** Directions for this task **
Repeat each entry exactly, but do not carry over the pictures.

======== Exercise input ========

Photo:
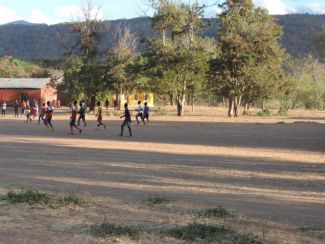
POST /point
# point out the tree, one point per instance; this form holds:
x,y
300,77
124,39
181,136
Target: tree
x,y
318,46
121,58
90,29
250,64
179,62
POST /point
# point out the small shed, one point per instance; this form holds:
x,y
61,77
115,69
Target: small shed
x,y
40,89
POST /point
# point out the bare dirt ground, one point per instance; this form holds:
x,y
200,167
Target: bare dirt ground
x,y
271,171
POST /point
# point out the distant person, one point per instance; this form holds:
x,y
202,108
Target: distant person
x,y
99,116
4,109
73,118
139,113
42,114
16,106
82,113
48,116
23,107
145,113
127,120
107,104
29,113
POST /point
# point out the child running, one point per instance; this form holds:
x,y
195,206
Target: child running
x,y
42,114
145,113
139,113
16,106
29,113
127,120
73,118
99,116
48,117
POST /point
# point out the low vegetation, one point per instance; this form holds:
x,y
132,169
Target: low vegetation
x,y
108,229
219,212
32,197
156,200
210,233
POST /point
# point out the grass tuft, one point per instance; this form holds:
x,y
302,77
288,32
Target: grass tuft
x,y
219,212
35,197
156,200
264,113
107,229
211,233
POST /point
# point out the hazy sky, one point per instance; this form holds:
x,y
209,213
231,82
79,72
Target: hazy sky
x,y
55,11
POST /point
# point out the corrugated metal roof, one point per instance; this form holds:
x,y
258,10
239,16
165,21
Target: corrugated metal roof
x,y
24,83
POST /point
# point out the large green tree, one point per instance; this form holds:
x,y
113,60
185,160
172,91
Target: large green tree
x,y
178,61
251,61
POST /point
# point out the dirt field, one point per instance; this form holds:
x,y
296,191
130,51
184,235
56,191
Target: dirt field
x,y
271,171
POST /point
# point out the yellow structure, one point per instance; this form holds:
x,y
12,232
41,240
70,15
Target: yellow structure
x,y
136,96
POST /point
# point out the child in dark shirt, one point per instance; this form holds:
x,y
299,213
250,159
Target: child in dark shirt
x,y
127,120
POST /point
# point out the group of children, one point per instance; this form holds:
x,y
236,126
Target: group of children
x,y
46,113
143,113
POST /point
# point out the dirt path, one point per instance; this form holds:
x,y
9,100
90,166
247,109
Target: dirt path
x,y
267,171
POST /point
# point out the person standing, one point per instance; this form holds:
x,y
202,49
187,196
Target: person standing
x,y
73,118
99,116
23,107
4,108
139,113
42,113
145,113
82,113
48,116
127,120
16,106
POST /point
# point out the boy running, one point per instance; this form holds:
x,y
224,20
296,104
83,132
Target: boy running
x,y
127,120
73,118
16,106
42,113
99,116
82,113
29,112
145,113
139,113
48,116
4,108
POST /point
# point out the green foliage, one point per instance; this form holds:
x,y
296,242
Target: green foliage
x,y
251,61
31,197
14,68
264,113
156,200
107,229
219,212
210,233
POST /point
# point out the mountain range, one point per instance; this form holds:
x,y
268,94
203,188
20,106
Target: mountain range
x,y
28,41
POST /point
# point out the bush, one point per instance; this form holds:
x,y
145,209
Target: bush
x,y
114,230
264,113
31,197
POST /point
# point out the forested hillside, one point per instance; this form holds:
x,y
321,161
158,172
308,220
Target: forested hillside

========

** Result of this task **
Photo:
POST /point
# point out the tree, one point per instance; this form holds:
x,y
300,77
124,39
181,136
Target: tree
x,y
318,46
121,58
90,29
250,64
179,62
POST /point
# point out the small shed, one point per instance; this form holds:
x,y
61,77
115,69
Target: small shed
x,y
40,89
POST /point
# point out the bare dirt ground, one point per instance; this form holds:
x,y
200,167
Target: bare dirt ground
x,y
271,171
POST /point
# point out the distant person, one point per instance; this form holds:
x,y
202,108
Target: distant person
x,y
99,116
4,109
73,118
139,113
42,114
16,106
82,113
48,116
23,107
145,113
127,120
107,104
29,113
POST /point
# point out the child running, one point per instance; this form holds:
x,y
195,206
Target: child running
x,y
42,114
145,113
139,113
16,106
29,113
127,120
73,118
99,116
48,117
POST /point
# point out the low vegetation, one point per instance; this form holds:
x,y
132,169
Target: low vegetation
x,y
108,229
219,212
32,197
156,200
210,233
POST /point
# point out the grass tuft, one point per instance; this form holds:
x,y
302,77
288,32
Target: grass tuft
x,y
219,212
35,197
156,200
264,113
107,229
211,233
POST /point
# point out the hazy sky, one point per instance; this form holds:
x,y
209,213
231,82
79,72
Target: hazy sky
x,y
55,11
POST /point
# point out the corrugated metal roof, one point per instance; this form holds:
x,y
258,10
239,16
165,21
Target: corrugated metal roof
x,y
24,83
POST /point
# point out the large green tree, one point per instance; this form holds:
x,y
113,60
185,160
172,91
Target: large green tree
x,y
178,61
251,61
POST /point
# point out the dirt field, one point per instance; this form holds:
x,y
296,191
130,51
184,235
56,191
Target: dirt field
x,y
271,171
POST /point
# point out the yellow structure, one point per instance; this form holds:
x,y
12,232
41,240
70,15
Target: yellow structure
x,y
136,96
POST /point
# point out the child in dark shirt, one point per instance; this form holds:
x,y
299,213
250,159
Target: child in dark shirt
x,y
127,120
POST /point
# point out the group of children, one point per instance; this form holds:
x,y
236,126
Target: group of children
x,y
46,113
143,113
POST /point
# point out the dirt path, one point per instance; this form holds:
x,y
9,100
90,166
247,109
Target: dirt path
x,y
267,171
POST /point
# point out the person standing, one point per instance; this form holds:
x,y
202,49
187,196
Target: person standing
x,y
73,118
99,116
23,107
4,108
139,113
42,113
145,113
82,113
48,116
127,120
16,106
POST /point
# point out the boy running, one point per instance; this form holds:
x,y
224,20
296,104
83,132
Target: boy running
x,y
127,120
73,118
16,106
42,113
99,116
82,113
29,112
145,113
139,113
48,116
4,108
POST /point
# point out the green foliage, one point per instance; this form holds:
x,y
296,242
Target: green foliage
x,y
251,61
31,197
14,68
264,113
156,200
107,229
219,212
210,233
POST /point
# point out the mountain range, one point per instance; this form holds:
x,y
268,94
203,188
20,106
Target: mountain range
x,y
28,41
POST /point
# point out the bush, one point per instance; this form holds:
x,y
145,209
Target: bush
x,y
114,230
264,113
31,197
POST /point
# point out the forested hillside, one point per instance; this form holds:
x,y
321,161
158,172
308,220
Target: forested hillside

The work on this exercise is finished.